# Your assignment:
Repeat the listing exactly, line by line.
Start of Block
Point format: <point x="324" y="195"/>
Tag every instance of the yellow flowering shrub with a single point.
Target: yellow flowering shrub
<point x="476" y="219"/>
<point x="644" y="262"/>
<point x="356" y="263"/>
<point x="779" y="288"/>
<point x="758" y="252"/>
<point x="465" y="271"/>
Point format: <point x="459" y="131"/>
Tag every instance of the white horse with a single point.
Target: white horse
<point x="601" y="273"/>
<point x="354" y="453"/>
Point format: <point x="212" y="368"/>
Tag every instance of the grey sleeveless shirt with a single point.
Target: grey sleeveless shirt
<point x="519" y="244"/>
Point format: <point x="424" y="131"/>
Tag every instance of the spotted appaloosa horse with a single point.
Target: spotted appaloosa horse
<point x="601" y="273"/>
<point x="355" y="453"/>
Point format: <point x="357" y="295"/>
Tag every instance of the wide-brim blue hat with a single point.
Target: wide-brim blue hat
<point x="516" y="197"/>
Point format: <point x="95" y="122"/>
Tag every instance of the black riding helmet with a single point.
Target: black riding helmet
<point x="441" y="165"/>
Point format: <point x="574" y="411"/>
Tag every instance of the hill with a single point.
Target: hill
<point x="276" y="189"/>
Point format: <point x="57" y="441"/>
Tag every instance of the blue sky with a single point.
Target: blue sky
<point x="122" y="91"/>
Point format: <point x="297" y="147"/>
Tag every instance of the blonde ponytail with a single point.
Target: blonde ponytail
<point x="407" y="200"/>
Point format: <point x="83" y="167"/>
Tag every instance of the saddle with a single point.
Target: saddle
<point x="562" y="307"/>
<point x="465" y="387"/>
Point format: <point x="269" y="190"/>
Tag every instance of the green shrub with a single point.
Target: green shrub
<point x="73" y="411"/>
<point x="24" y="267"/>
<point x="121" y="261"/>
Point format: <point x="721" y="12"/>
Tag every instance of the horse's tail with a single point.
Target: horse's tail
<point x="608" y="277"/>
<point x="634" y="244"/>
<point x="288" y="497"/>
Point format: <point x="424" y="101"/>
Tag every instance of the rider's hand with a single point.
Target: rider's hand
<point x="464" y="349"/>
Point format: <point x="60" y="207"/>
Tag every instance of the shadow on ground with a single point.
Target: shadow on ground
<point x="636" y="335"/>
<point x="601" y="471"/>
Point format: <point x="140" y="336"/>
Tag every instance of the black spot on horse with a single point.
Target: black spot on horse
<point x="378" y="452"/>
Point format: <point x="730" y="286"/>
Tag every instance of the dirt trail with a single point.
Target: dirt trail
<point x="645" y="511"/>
End of Block
# Solution to this exercise:
Point format: <point x="324" y="195"/>
Tag every instance of the yellow flowering shrub with a single point.
Target: yellow flowering shrub
<point x="476" y="219"/>
<point x="644" y="262"/>
<point x="356" y="263"/>
<point x="779" y="288"/>
<point x="758" y="252"/>
<point x="465" y="271"/>
Point format: <point x="459" y="131"/>
Tag every instance of the white horse with a single point.
Target: white horse
<point x="601" y="273"/>
<point x="354" y="453"/>
Point format: <point x="212" y="368"/>
Tag every instance of the grey sleeveless shirt with a single point.
Target: grey sleeveless shirt
<point x="519" y="244"/>
Point format: <point x="424" y="131"/>
Tag every instance of the spotted appaloosa horse with a single point.
Target: spotted appaloosa horse
<point x="601" y="273"/>
<point x="355" y="453"/>
Point format: <point x="357" y="295"/>
Tag every instance of the wide-brim blue hat with a single point.
Target: wide-brim blue hat
<point x="516" y="197"/>
Point format: <point x="95" y="122"/>
Tag every instance of the black riding helmet with a single point.
Target: black riding helmet
<point x="441" y="165"/>
Point format: <point x="574" y="411"/>
Tag every instance of the hill with a single point.
Target: hill
<point x="276" y="189"/>
Point format: <point x="57" y="441"/>
Tag every instance of the blue sky with a single point.
Target: blue sky
<point x="122" y="91"/>
Point format: <point x="297" y="147"/>
Tag every instance of the blonde ponytail with a single point.
Target: blonde ponytail
<point x="407" y="200"/>
Point format: <point x="83" y="167"/>
Tag every instance of the saddle with a single point.
Target: saddle
<point x="562" y="307"/>
<point x="465" y="387"/>
Point format: <point x="269" y="190"/>
Tag every instance of the green shrub with a single point.
Target: green shrub
<point x="73" y="411"/>
<point x="24" y="267"/>
<point x="121" y="261"/>
Point format: <point x="721" y="12"/>
Tag every instance of the horse's tail with a single point.
Target: horse's tail
<point x="608" y="277"/>
<point x="634" y="244"/>
<point x="288" y="497"/>
Point format: <point x="424" y="101"/>
Tag every instance of the rider's hand with a single point.
Target: rider's hand
<point x="464" y="349"/>
Point format: <point x="60" y="207"/>
Tag every instance of the shadow on ground with a single point.
Target: shadow on ground
<point x="636" y="335"/>
<point x="601" y="471"/>
Point format: <point x="140" y="336"/>
Tag every instance of the black spot on horse with a single point.
Target: black spot on horse
<point x="378" y="452"/>
Point format: <point x="730" y="286"/>
Tag every instance of the dirt trail with a single point.
Target: dirt trail
<point x="645" y="511"/>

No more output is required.